**Referring expression data:**
<<<<
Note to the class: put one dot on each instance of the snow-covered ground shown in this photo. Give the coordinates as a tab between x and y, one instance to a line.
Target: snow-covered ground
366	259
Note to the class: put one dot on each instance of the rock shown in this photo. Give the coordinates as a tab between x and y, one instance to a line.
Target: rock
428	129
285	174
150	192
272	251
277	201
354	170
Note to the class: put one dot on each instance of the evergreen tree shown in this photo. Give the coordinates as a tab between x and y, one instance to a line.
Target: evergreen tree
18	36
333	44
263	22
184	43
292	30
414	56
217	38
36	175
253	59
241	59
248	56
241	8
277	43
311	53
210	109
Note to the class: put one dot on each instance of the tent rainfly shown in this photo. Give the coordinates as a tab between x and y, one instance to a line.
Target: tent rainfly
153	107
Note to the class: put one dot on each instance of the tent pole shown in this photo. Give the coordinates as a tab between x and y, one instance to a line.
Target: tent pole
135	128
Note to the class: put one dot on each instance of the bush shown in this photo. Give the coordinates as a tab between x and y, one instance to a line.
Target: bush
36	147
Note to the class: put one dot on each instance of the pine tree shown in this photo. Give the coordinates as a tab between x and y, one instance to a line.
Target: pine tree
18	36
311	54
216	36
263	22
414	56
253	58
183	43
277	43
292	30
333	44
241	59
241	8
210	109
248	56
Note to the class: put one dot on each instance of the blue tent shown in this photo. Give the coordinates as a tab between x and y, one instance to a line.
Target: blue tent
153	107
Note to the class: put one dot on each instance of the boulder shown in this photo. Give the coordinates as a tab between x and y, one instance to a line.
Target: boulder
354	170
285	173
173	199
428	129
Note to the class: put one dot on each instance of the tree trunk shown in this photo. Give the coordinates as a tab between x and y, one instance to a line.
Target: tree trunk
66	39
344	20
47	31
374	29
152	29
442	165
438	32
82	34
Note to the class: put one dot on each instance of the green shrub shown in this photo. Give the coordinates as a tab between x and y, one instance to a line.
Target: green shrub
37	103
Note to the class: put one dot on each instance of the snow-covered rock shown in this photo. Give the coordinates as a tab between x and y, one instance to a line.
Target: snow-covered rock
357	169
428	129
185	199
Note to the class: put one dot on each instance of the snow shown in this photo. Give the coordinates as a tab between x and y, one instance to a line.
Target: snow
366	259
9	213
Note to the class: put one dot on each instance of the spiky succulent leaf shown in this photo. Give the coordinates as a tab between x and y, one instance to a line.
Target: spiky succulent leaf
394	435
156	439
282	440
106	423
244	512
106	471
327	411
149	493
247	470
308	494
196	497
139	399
>>>>
Write each record above out again exactly as it reads.

Note to the class: put one dot on each instance of the snow-covered ground shown in this photo. Give the coordinates as a tab between x and y, one instance to a line.
Target: snow-covered ground
366	259
Note to the class: put one dot on each instance of the rock shown in this photo. Give the coordinates as a tab between x and y, one instance to a line.
Target: rock
428	129
285	174
150	192
272	251
277	201
354	170
Note to the class: put one dot on each instance of the evergreen tree shown in this photo. Give the coordinates as a tab between x and y, one instance to a line.
Target: evergreen tree
18	36
333	44
263	22
184	43
292	30
414	56
217	38
36	175
253	59
241	59
248	56
241	8
277	43
311	53
210	109
Note to the class: put one dot on each instance of the tent rainfly shown in this photo. Give the coordinates as a tab between x and y, one instance to a line.
Target: tent rainfly
153	107
Note to the class: put one dot on each instance of the tent pole shown in this photo. Give the coordinates as a tab between x and y, one instance to a line.
Target: tent pole
135	128
Note to the class: put one dot on each instance of the bush shown in this photo. Give the coordinates as a tab between x and y, one instance to a line.
Target: bush
36	147
Note to the class: put one dot on each instance of the pine tree shown in this photo. Give the coordinates as a tab between x and y, one instance to a line.
Target: pine tree
18	36
311	54
216	36
263	22
414	56
253	58
183	43
277	43
292	30
333	44
241	59
241	8
210	109
248	56
Note to the class: put one dot on each instance of the blue tent shown in this photo. Give the coordinates as a tab between x and y, one instance to a line.
Target: blue tent
153	107
Note to the class: put one dot on each instance of the boulder shown in this photo. Give the coordinates as a tab between x and y, one instance to a line.
Target: boulder
354	170
285	173
173	199
428	129
Note to the class: put one dot on each instance of the tree trunk shown in this photo. Give the coordinates as a tab between x and y, one instance to a line.
Target: tree trunk
66	39
344	20
47	31
374	29
152	29
442	165
438	32
82	34
Note to the class: put one dot on each instance of the green shrub shown in this photo. Give the coordinates as a tab between x and y, one instance to a line.
Target: green shrub
37	103
Note to the class: put one dot on each instance of the snow-covered rock shown in this photo. Give the coordinates as a tab between x and y, one instance to a line.
Target: snow-covered rock
357	169
428	129
185	199
Note to the class: put one dot on each instance of the snow shown in this photo. Give the coordinates as a tab between x and y, one instance to a line.
Target: snow
366	259
9	213
Note to the class: put one dot on each instance of the spiky succulent leaf shown in this photo. Give the coordinates as a tab between x and y, one instance to a line.
Target: spiky succulent leaf
394	435
156	439
282	440
106	423
244	512
106	471
327	411
149	493
247	470
308	494
196	497
139	399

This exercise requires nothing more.